▶ **Written instruction**
Please return every line of the items below that contains the word "ball", copying each line whole. Case counts, so a line only matches if the capitalization is the same.

▶ **The records**

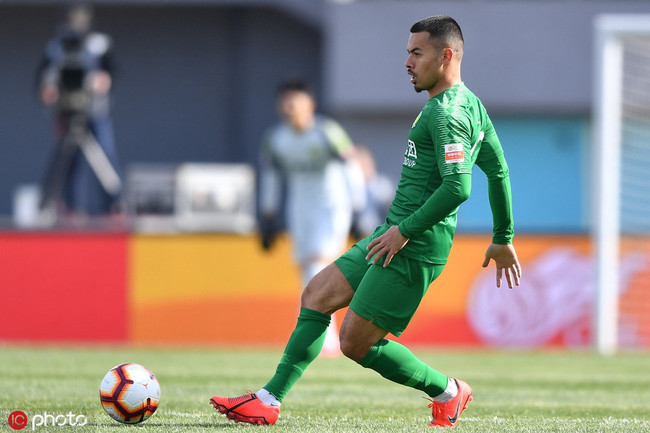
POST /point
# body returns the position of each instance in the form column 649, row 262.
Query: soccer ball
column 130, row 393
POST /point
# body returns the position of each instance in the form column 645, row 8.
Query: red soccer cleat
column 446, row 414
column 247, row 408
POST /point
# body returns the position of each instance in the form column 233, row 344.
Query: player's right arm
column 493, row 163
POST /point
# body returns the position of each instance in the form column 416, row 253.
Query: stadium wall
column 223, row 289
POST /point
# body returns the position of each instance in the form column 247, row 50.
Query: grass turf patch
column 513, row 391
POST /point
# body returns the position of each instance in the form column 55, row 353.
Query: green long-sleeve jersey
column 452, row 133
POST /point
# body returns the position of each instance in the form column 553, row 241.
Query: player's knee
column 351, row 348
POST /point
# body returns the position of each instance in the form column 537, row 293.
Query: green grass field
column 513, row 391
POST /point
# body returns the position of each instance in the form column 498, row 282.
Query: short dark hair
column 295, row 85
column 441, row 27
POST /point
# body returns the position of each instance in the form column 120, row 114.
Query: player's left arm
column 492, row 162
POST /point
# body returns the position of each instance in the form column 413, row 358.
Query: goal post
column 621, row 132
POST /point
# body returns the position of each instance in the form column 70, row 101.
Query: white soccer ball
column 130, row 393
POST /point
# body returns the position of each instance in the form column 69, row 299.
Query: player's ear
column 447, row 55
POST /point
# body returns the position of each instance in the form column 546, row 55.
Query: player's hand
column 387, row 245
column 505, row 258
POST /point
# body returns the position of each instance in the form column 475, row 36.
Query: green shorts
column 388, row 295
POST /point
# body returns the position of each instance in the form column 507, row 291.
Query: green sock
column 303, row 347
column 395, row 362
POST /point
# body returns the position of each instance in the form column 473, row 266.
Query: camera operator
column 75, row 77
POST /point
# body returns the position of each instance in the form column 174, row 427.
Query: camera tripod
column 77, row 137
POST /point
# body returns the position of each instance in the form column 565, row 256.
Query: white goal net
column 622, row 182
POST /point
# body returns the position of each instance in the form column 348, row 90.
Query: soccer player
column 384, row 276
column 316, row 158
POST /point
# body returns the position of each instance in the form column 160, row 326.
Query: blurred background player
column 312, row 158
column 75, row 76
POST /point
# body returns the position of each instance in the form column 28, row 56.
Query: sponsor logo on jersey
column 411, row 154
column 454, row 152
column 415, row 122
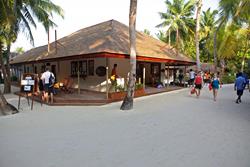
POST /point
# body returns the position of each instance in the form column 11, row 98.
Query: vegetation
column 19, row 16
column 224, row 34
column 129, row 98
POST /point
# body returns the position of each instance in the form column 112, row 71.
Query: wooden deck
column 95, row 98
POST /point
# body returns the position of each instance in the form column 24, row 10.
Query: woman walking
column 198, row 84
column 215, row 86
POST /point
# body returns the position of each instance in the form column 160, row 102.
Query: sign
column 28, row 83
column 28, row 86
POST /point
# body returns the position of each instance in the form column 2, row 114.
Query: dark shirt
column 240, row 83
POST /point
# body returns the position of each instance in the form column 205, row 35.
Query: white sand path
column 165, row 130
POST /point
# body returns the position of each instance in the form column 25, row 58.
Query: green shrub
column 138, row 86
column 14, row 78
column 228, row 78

---

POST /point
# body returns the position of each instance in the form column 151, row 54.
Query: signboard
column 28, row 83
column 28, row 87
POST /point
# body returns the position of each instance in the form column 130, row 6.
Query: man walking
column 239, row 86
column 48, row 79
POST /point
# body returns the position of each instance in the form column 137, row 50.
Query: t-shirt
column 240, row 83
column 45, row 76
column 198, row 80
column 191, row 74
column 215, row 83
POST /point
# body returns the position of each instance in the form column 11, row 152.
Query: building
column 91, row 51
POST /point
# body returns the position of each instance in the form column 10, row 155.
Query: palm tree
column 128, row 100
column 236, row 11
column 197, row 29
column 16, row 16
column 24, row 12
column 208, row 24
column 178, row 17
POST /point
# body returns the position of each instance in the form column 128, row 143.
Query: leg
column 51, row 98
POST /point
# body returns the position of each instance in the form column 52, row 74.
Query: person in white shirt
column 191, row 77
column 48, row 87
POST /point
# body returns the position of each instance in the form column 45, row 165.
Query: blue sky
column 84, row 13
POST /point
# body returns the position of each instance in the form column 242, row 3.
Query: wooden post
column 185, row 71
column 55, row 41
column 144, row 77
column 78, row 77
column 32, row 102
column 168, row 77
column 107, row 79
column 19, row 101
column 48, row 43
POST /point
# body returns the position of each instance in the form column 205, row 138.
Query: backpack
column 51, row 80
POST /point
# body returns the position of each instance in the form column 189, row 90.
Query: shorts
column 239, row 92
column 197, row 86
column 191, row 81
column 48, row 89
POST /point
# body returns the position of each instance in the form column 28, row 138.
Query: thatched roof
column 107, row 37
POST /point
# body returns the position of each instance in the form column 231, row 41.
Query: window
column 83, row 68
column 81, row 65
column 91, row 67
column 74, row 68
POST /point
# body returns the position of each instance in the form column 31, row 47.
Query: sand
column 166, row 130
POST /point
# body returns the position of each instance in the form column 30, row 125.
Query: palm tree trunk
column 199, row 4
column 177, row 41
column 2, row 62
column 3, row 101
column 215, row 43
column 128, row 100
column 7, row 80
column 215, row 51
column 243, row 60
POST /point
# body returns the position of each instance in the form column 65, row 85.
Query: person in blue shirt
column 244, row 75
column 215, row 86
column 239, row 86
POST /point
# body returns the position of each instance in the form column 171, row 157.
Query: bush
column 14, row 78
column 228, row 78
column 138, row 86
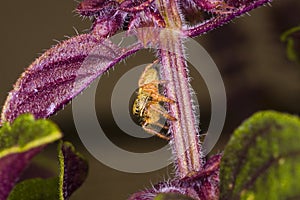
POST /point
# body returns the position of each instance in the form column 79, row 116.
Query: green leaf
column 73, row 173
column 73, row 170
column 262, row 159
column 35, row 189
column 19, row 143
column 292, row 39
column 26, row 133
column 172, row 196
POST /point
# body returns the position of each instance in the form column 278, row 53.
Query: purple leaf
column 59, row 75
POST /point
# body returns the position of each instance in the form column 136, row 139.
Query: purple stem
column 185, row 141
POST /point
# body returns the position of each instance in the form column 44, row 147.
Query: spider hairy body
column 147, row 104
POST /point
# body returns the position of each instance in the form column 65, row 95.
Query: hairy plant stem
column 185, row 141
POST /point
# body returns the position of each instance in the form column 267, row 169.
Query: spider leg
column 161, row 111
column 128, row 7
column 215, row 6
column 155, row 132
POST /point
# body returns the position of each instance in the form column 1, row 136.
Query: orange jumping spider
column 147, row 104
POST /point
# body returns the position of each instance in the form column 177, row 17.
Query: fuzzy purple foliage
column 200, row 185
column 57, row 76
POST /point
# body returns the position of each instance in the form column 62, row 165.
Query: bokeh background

...

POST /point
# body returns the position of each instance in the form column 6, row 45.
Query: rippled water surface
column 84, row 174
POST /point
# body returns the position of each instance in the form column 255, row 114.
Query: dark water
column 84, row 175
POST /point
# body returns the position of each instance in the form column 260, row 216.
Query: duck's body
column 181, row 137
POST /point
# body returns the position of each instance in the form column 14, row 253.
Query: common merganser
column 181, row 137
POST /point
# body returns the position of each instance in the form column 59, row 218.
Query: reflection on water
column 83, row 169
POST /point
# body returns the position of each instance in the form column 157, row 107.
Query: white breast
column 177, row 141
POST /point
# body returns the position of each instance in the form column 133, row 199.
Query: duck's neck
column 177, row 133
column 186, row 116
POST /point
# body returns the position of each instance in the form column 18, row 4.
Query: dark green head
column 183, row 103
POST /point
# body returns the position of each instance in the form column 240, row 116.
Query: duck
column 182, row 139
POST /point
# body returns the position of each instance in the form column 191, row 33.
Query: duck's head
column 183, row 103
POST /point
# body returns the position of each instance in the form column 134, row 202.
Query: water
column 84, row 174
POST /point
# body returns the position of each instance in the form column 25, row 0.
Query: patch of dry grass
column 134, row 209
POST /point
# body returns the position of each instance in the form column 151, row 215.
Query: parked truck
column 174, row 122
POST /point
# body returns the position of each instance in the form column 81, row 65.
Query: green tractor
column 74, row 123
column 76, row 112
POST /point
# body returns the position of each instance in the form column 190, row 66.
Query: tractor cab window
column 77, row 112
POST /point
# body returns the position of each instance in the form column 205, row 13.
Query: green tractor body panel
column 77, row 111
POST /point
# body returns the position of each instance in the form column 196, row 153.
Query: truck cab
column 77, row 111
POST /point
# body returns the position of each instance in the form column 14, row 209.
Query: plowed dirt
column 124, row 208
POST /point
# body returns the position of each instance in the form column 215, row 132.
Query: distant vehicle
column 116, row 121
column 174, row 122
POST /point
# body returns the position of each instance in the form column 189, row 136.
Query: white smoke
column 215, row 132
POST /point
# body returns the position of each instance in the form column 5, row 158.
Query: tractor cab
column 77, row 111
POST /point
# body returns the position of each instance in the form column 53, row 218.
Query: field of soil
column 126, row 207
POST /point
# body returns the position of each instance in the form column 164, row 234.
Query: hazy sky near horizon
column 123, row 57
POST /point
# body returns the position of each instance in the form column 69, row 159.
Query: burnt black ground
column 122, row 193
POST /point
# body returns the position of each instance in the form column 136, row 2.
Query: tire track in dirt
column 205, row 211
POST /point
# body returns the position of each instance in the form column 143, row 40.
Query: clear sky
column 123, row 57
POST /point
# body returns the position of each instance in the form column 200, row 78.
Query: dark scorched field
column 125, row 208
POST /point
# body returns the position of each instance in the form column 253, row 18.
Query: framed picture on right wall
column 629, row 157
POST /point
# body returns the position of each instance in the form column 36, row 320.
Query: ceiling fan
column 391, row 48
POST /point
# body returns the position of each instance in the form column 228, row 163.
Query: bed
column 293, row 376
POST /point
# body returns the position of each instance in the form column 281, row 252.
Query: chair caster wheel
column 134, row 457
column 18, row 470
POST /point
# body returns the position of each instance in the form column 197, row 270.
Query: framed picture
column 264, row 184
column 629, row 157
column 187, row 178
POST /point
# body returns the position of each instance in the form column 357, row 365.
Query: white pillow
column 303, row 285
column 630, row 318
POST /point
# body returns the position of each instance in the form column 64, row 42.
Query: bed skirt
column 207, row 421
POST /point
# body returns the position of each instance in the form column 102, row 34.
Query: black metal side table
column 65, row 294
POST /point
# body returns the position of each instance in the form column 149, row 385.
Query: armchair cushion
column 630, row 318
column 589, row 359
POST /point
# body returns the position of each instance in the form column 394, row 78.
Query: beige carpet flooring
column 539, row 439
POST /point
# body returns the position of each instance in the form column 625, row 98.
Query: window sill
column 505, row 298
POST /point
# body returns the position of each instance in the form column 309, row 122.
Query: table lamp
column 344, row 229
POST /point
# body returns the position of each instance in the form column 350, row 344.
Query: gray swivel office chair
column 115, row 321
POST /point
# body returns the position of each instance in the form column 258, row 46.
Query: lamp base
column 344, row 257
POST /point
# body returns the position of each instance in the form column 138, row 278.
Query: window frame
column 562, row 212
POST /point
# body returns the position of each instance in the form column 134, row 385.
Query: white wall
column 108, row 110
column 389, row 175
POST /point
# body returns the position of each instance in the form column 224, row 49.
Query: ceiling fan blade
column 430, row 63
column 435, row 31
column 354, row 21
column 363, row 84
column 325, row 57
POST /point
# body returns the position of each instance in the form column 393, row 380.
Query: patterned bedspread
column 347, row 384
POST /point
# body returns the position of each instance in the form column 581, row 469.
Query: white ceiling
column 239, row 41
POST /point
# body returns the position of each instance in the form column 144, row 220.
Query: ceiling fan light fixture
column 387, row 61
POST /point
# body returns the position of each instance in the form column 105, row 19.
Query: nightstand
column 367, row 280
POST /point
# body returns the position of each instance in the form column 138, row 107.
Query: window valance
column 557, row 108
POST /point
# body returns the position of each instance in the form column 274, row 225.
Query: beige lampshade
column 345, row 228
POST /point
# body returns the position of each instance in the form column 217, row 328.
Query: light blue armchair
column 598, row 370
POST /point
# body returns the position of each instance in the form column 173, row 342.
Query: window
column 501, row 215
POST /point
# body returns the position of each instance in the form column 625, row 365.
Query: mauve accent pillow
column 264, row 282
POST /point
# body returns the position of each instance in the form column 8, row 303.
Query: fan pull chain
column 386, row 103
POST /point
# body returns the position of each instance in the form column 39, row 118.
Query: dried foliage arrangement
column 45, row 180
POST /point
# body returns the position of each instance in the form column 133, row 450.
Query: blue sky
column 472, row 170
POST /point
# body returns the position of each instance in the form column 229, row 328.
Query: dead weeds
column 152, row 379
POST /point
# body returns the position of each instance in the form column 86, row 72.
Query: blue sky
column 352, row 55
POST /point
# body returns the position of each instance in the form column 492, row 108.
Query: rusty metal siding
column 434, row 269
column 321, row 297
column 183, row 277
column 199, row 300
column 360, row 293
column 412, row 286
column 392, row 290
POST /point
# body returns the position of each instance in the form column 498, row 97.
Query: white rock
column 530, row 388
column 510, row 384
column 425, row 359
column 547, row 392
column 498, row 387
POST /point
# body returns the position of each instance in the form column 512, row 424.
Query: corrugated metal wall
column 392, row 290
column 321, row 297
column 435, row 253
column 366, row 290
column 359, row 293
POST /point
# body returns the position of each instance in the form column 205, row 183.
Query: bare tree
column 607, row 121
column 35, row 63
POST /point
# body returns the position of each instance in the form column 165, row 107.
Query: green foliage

▶ **Reply to the task**
Query: soccer ball
Query: white soccer ball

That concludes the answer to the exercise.